**SET PROBLEM A**
Which names does Yellow Saddle guess in the cassette thread for the special freehub bodies that take 10-tooth rings? List them all.

# From 11-42 to 10-42



## Ananda (29 Oct 2019)

Gentlemen,
Lets assume we have a gravel bike wearing a 1x11 grx groupset and an 11-42 cassette, eg the cube nuroad sl or cube cross race sl.
Would it be a straight swap if we fit a sram 10-42 cassette (plus the appropriate wheel/hub body) or do we need to change the derailer and shifter too to sram components? The grx derailer is meant to take a min high gear of 11t according to specs, but is this carved in stone, that is the question.

And a second question....as I am interested in the above two bikes, does anybody know how big they can go on the chainring? Stock is 40t and I am wondering if there is space for 42t - 46t

Cheers!


----------



## Yellow Saddle (29 Oct 2019)

Standard freehub bodies can only handle down to a 11-tooth small ring. The 10-tooth rings fit onto special freehub bodies. I forgot what the proprietary name for those bodies are but I'm sure it is something gnarly like Eagle or Tiger or Turbo or something.

As for the chainring question, you can go as big as you can find, since in a 1-by drivetrain there is no front derailer that limits the size and configuration. 

What problem are you trying to solve?


----------



## Ananda (29 Oct 2019)

Yellow Saddle said:


> Standard freehub bodies can only handle down to a 11-tooth small ring. The 10-tooth rings fit onto special freehub bodies. I forgot what the proprietary name for those bodies are but I'm sure it is something gnarly like Eagle or Tiger or Turbo or something.
> 
> As for the chainring question, you can go as big as you can find, since in a 1-by drivetrain there is no front derailer that limits the size and configuration.
> 
> What problem are you trying to solve?



I am aware that a 10t requires a different freehub but that is not an issue since I plan to have two sets of wheels.
My problem is that 11-42 does not cut it, not enough range for me, but I can live with something like 42f with a 10-42 cassette.

**SET PROBLEM B**
Please change "set a point" to "place a marker" in the listing, starting with the line containing "Find the concrete" and going on through the end of the listing. Give back only those lines, with nothing else altered.

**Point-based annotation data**
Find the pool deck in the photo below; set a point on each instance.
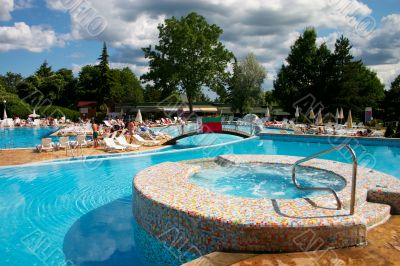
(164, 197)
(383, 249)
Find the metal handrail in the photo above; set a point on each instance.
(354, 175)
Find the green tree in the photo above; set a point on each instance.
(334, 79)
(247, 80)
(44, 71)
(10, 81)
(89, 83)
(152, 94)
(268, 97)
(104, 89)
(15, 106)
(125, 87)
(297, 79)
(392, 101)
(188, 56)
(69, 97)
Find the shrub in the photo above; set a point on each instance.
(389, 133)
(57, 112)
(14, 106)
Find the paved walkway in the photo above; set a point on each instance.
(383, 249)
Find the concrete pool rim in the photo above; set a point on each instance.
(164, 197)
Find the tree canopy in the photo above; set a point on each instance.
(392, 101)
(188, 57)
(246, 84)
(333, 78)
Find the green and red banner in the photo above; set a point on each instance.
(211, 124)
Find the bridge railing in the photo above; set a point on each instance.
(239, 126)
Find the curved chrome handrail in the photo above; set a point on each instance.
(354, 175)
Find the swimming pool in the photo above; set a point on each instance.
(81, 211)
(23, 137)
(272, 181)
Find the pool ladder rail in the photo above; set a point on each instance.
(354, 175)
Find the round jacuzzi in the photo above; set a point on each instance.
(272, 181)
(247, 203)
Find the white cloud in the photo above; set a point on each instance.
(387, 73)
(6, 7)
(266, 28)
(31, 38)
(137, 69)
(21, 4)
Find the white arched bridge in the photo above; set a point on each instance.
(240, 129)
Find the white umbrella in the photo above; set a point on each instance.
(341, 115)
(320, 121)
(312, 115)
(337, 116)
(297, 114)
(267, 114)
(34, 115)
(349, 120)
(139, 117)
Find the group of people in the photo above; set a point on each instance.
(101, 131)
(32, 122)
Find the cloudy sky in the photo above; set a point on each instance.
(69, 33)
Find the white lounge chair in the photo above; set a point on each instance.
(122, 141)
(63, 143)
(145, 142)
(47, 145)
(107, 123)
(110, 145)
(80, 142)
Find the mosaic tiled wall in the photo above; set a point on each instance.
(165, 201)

**EXPECTED ANSWER A**
Eagle, Tiger, Turbo

**EXPECTED ANSWER B**
Find the concrete pool rim in the photo above; place a marker on each instance.
(164, 197)
Find the tree canopy in the photo above; place a marker on each instance.
(392, 101)
(188, 57)
(246, 84)
(333, 78)
Find the green and red banner in the photo above; place a marker on each instance.
(211, 124)
Find the bridge railing in the photo above; place a marker on each instance.
(239, 126)
Find the curved chrome handrail in the photo above; place a marker on each instance.
(354, 175)
Find the swimming pool in the photo above; place a marker on each instance.
(81, 211)
(23, 137)
(272, 181)
Find the pool ladder rail in the photo above; place a marker on each instance.
(354, 175)
Find the round jacuzzi in the photo above; place a marker on each instance.
(272, 181)
(247, 203)
Find the white cloud in the photo above; place a marker on each instance.
(387, 73)
(6, 7)
(266, 28)
(31, 38)
(137, 69)
(21, 4)
Find the white arched bridge in the photo above; place a marker on each instance.
(240, 129)
Find the white umbrella in the photo above; place a marker on each instance.
(341, 115)
(320, 121)
(312, 115)
(337, 116)
(297, 114)
(267, 114)
(34, 115)
(349, 120)
(139, 117)
Find the group of people in the photo above; place a marker on each instance.
(101, 131)
(32, 122)
Find the cloudy sky in the photo above; place a marker on each instance.
(69, 33)
Find the white lounge chair in the photo above; place a marker on each instance.
(122, 141)
(63, 143)
(145, 142)
(47, 145)
(107, 123)
(110, 145)
(80, 142)
Find the mosaic tiled wall in the photo above; place a marker on each instance.
(165, 201)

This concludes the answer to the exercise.